* **FRAGMENTO DEL DOCUMENTO**:
Las comunidades terapéuticas y espirituales, por su parte, al menos aquellas que no siguen a ningún gurú ni están regidas por una estructura jerárquica predeterminada (que por lo demás, son las únicas que merecen ser tenidas en cuenta en este artículo) nos enseñan a cómo profundizar, más allá de la razón, en un mundo de afectividades y sentimientos que está en cada uno de nosotros y que compartimos con todos los seres humanos, nos enseñan, con la puesta en marcha de diferentes técnicas y con la celebración de determinados ritos, a ahondar en nuestro ser profundo, a descubrir nuestro ser común, apacible a veces, conflictivo en otras. Nos enseñan a aumentar nuestra autoestima a través de un trabajo personal y colectivo, a crear corrientes de fuerzas integradoras basadas en sensaciones, en sentimientos, en afectos. Recuperan para nosotros las palabras Amistad y Amor. Sin embargo, inmersas como están en una estructura social injusta, frustrante y represiva, caen a veces en la trampa del asistencialismo, ayudando a las personas a soportar mejor sus condicionantes individuales, sin cuestionar (ni hacer que se cuestionen) los motivos reales de su situación, sin criticar las estructuras sociales o políticas que propician tales estados. E inmersas como están en una estructura económica injusta, a veces olvidan que sus actividades contribuyen a dicha situación, cayendo en un mercantilismo contrario a los ideales que quieren defender (basta recordar a este respecto el así llamado “supermercado psi”, en el que se ofrecen, como en cualquier otro centro de consumo, infinidad de técnicas y prácticas para “arreglar” la vida de las personas).
Por último, las comunidades guiadas por motivos ecológicos, aun recientes, empiezan a abrirse paso. El ecologismo nos ha abierto los ojos sobre las nefastas consecuencias no sólo de la mayoría de las actividades industriales emprendidas por el ser humano, sino también de muchas de sus actividades familiares. Nefastas no sólo para los demás seres vivos, sino para nosotros mismos, al afectar directamente a nuestra salud, bien a través de la alimentación, bien alterando las condiciones de vida sobre el planeta. Gracias a la lucha ecologista se están, en unos casos recuperando, en otros desarrollando tecnologías que minimizan los efectos de nuestra acción sobre el medio. El ecologismo nos ha revelado también cómo la mayor parte de las acciones humanas tienen una repercusión global sobre el planeta y que, por tanto, la lucha ha de ser de todos. Desde el ecologismo se insiste en que para que una comunidad sea sostenible, es decir pueda perdurar en el tiempo conservando e incluso mejorando su estado, es necesario introducir una serie de cambios en nuestras vidas y en la forma en que producimos los alimentos y demás objetos necesarios para vivir. Sin embargo, el ecologismo no siempre ha tenido en cuenta las condiciones sociales de la producción ni se ha inquietado por la distribución desigual de la riqueza social. Tampoco se ha planteado si los cambios que exige son accesibles a todo el mundo, o en qué manera lo son. Sólo desde la perspectiva de lo que se ha denominado ecologismo social parece que estas consideraciones se empiezan a tener en cuenta.

* **TAREAS ESCRITAS**:
A. ¿Cuáles son los tres adjetivos con los que el fragmento sobre las comunidades describe la estructura social en la que están inmersas las comunidades terapéuticas y espirituales?
B. Enumera todas las líneas de las entradas en las que aparece la palabra "white", copiando cada una completa.
El fragmento y las entradas no guardan ninguna relación entre sí.

* **DATOS DE LA TAREA**:

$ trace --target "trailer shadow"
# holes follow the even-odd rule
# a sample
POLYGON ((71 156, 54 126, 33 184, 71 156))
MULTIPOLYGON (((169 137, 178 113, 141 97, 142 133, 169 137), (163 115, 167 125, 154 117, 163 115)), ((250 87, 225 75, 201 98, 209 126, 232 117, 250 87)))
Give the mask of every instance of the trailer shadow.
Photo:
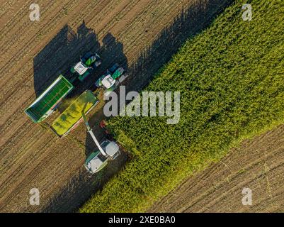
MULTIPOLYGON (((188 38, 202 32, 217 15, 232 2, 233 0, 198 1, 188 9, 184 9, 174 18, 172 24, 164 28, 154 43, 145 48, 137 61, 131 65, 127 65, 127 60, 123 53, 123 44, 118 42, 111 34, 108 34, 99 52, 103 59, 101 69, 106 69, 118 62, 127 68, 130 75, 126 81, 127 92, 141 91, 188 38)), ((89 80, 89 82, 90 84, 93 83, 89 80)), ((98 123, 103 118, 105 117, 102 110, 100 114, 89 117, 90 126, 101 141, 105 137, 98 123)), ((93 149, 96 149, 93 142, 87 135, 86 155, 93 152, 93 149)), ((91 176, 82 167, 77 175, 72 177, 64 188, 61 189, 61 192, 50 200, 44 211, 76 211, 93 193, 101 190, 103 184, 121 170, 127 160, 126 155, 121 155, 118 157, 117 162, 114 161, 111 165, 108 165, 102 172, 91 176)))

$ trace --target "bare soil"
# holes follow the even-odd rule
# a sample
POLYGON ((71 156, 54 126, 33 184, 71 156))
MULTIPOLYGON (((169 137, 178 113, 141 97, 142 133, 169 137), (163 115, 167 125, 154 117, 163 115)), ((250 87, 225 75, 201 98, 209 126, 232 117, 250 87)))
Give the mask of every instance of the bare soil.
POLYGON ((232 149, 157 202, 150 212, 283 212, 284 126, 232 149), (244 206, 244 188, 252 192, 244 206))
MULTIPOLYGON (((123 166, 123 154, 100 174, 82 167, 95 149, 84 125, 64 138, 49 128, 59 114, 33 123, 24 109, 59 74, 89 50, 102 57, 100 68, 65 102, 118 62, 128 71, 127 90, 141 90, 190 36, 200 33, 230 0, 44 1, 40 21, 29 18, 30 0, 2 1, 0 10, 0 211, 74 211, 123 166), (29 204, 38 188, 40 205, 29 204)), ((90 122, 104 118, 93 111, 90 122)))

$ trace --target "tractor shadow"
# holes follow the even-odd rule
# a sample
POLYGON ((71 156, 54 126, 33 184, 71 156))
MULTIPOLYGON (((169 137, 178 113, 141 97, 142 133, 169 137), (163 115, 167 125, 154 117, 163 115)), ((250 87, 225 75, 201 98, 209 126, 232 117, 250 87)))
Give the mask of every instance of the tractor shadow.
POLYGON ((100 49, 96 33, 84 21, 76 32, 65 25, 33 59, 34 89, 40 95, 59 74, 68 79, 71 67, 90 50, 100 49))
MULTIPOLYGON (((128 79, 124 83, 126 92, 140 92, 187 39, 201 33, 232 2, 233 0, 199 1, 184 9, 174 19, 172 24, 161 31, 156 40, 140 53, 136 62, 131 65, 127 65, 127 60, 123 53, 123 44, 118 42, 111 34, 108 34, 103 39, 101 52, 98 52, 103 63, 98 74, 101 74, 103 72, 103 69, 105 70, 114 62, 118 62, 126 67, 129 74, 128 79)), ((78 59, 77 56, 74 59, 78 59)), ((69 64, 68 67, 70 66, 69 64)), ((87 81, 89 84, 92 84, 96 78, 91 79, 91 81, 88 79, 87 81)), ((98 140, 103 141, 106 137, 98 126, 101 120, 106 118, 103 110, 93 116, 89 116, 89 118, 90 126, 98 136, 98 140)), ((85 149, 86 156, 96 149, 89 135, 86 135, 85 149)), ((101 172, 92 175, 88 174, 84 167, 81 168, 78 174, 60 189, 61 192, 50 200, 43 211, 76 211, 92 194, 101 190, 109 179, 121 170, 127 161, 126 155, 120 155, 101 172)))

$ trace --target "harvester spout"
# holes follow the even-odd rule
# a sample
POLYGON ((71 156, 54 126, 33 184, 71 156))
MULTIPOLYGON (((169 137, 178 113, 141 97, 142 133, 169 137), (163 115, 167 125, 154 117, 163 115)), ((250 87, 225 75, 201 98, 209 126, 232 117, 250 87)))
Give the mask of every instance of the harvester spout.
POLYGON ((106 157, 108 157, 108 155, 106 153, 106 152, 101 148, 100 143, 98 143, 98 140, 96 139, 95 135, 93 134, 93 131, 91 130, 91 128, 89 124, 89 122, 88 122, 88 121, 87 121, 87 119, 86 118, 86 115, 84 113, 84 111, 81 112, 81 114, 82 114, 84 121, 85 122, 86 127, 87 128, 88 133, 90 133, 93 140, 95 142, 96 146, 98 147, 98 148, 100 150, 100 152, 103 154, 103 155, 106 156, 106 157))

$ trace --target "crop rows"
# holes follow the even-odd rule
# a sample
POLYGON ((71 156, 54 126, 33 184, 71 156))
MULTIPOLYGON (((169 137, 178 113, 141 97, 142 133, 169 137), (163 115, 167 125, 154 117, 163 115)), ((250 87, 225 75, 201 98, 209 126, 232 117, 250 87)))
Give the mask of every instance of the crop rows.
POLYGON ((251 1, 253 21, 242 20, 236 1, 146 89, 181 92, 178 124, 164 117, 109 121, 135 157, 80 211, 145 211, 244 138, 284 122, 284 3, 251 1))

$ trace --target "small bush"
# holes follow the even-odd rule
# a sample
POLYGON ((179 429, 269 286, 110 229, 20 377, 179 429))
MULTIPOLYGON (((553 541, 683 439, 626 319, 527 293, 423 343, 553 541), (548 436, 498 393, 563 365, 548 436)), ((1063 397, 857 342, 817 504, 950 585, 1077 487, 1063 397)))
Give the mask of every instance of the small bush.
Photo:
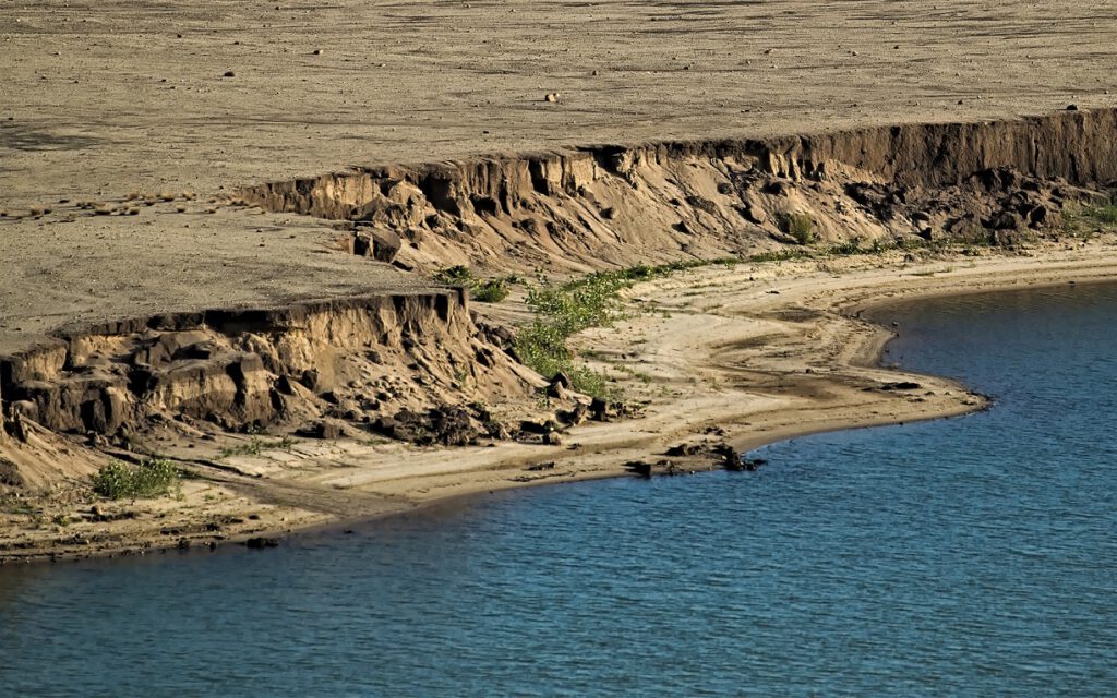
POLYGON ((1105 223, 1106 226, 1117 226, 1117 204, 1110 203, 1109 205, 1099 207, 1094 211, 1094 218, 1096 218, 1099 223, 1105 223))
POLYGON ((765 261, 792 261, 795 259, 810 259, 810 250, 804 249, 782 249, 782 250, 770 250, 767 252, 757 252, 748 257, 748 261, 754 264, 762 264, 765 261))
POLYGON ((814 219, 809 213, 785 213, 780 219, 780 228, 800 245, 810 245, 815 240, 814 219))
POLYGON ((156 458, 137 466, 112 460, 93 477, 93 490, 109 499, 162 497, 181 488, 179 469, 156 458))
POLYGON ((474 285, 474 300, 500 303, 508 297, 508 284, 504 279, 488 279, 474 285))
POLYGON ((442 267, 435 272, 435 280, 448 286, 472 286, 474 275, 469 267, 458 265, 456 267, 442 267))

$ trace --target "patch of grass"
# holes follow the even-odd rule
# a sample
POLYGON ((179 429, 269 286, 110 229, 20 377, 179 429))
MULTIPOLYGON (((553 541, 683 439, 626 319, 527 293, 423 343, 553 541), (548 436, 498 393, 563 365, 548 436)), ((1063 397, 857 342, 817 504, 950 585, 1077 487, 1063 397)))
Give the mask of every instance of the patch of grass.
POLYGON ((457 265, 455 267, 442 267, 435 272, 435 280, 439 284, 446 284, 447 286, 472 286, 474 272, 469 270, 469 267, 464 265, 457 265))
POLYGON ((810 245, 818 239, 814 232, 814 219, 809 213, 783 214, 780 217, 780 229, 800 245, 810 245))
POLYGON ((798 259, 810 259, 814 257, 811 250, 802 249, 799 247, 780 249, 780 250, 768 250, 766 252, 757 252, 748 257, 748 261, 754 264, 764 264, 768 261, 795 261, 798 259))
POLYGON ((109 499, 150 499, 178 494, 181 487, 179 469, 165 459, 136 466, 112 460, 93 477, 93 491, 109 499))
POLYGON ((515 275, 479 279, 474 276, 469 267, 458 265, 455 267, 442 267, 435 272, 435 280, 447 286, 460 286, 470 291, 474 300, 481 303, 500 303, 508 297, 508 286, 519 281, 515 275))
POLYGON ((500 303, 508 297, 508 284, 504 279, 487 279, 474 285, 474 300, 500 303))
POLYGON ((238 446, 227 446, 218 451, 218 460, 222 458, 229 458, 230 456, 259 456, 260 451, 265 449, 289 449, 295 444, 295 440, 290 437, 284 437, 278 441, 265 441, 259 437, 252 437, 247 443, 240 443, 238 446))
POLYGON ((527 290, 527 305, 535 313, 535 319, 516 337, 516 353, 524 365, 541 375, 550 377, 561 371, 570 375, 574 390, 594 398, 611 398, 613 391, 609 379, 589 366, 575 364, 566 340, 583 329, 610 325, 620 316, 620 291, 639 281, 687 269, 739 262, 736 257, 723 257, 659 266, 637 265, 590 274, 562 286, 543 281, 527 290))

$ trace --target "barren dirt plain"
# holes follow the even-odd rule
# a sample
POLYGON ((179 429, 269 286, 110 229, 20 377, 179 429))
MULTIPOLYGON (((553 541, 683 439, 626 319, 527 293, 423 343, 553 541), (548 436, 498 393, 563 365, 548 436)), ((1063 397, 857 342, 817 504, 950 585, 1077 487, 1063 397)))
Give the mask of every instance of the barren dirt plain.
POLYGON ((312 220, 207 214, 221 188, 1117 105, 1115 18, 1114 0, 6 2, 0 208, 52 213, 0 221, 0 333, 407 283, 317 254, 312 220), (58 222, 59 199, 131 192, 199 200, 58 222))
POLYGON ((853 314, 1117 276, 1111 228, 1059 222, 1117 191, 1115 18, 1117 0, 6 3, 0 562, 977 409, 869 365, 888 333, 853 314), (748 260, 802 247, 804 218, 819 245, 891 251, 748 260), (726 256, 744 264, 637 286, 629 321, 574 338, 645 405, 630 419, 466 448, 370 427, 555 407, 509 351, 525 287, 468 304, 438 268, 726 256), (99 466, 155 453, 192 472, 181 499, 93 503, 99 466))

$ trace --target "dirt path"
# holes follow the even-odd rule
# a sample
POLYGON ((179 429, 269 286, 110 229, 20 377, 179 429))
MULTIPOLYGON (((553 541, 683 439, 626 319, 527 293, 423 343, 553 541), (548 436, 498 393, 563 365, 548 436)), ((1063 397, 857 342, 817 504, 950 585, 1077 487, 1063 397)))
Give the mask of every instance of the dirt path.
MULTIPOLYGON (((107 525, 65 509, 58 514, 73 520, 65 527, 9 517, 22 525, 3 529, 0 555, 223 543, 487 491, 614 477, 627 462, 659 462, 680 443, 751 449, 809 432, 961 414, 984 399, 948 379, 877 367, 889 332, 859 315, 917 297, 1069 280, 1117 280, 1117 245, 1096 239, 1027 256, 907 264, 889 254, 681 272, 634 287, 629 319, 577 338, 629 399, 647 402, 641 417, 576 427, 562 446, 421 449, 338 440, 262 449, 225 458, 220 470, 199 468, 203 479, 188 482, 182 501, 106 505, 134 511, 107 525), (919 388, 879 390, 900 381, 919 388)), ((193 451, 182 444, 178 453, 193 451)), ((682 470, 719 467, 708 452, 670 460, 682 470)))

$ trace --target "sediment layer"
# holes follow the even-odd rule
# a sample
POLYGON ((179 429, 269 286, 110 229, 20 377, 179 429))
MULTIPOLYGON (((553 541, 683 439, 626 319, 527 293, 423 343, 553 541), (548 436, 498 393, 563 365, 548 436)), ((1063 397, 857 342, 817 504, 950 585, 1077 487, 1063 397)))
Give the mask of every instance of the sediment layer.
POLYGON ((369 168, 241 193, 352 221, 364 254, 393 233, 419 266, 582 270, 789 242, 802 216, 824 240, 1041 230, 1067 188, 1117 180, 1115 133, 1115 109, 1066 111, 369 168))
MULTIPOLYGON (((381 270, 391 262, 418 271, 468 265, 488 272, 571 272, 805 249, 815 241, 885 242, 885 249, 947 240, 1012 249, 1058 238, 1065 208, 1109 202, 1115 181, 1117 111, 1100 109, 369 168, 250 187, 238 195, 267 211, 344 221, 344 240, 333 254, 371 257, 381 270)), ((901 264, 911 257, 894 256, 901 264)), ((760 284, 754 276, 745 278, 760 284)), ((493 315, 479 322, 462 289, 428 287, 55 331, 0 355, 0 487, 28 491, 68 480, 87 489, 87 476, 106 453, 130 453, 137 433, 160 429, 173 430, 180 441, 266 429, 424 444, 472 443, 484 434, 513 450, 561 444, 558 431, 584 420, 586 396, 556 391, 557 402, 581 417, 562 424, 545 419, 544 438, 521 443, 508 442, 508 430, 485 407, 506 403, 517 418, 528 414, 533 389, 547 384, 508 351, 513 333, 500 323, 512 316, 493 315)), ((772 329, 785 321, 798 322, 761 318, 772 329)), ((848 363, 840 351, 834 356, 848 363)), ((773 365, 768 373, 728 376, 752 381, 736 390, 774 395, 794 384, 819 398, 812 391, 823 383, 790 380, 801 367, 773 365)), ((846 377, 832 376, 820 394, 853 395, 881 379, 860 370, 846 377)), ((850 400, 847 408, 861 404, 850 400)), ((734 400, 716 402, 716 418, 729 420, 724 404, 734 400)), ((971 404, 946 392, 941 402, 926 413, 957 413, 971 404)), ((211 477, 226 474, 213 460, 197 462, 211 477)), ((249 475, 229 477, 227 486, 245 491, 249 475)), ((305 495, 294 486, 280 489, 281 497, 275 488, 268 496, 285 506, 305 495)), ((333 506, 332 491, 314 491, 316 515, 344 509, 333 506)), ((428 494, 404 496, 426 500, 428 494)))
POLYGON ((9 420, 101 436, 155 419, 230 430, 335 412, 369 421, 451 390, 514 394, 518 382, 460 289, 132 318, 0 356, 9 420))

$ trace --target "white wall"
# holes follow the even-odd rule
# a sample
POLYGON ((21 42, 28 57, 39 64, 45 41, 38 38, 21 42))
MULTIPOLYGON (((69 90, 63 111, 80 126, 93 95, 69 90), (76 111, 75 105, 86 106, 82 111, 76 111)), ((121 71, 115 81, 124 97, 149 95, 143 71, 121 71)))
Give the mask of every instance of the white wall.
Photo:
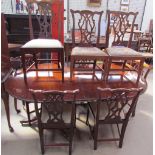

* **RESPUESTAS DEL EJERCICIO**:
A. Injusta, frustrante y represiva.

B.
$ trace --target "white wall"
Give the mask of every instance of the white wall.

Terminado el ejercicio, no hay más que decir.